### READING PASSAGE
►

Rhyolitic magma produces the most explosive eruptions on Earth. The supervolcanoes — Yellowstone, Toba, Taupo — are all fueled by rhyolitic magma. The eruption of Tambora in 1815 expelled rhyolitic magma so violently that the eruption column reached the stratosphere, triggering the Year Without Summer in 1816. Rhyolitic magma also produces obsidian (volcanic glass) and pumice (gas-filled volcanic foam) when it cools rapidly on the surface.

Famous Magma Chambers and Lava Flows

Some magma systems and lava flows are so well-studied — or so massive — that they define our understanding of how volcanoes work:

Yellowstone's Magma Chamber

The magma reservoir beneath Yellowstone is roughly 90 km long, 30 km wide, and sits 4–8 km below the surface. It contains enough magma to fill the Grand Canyon about 14 times. Most of it is solid crystal mush with roughly 5–15% melt — far too low to erupt. Below the upper chamber, a second reservoir extends to about 45 km depth and holds 4.5 times as much material. Yellowstone's last major eruption was 640,000 years ago (Lava Creek Tuff, VEI 8). USGS classifies it as "Normal" threat level.

◄

### YOUR TASK
Extend the passage on magma chambers and lava flows, starting after its final sentence about Yellowstone's threat level.

### LISTED ENTRIES
►

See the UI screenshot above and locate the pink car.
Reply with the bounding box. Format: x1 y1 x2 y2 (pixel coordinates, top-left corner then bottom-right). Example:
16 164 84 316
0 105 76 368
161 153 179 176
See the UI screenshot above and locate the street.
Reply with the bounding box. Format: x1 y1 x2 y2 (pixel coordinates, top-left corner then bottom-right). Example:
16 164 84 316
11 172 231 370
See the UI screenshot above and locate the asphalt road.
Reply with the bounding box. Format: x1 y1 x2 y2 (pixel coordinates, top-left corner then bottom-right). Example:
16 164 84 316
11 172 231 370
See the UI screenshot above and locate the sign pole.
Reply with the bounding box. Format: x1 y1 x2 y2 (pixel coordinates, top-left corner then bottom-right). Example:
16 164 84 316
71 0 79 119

◄

### OUTPUT FOR THIS TASK
Kilauea's Shallow Magma System

Kilauea's magma plumbing is shallow and interconnected — multiple reservoirs sitting just 1–3 km below the summit, connected by conduits to the East Rift Zone and Southwest Rift Zone. This is why Kilauea erupts so frequently: magma doesn't have far to travel. During the 2018 lower Puna eruption, lava erupted from fissures 35 km from the summit, destroying 716 homes and covering 35.5 km² with basaltic lava up to 24 meters thick.

Iceland's Krafla Magma Testbed

In 2009, geothermal drillers at Krafla volcano in Iceland accidentally hit magma at 2.1 km depth — the drill string melted. Rather than abandon the hole, the Krafla Magma Testbed (KMT) project now aims to intentionally drill back into that magma body to study its properties and test geothermal energy extraction directly from molten rock. It's the first time humans have planned deliberate access to a magma chamber.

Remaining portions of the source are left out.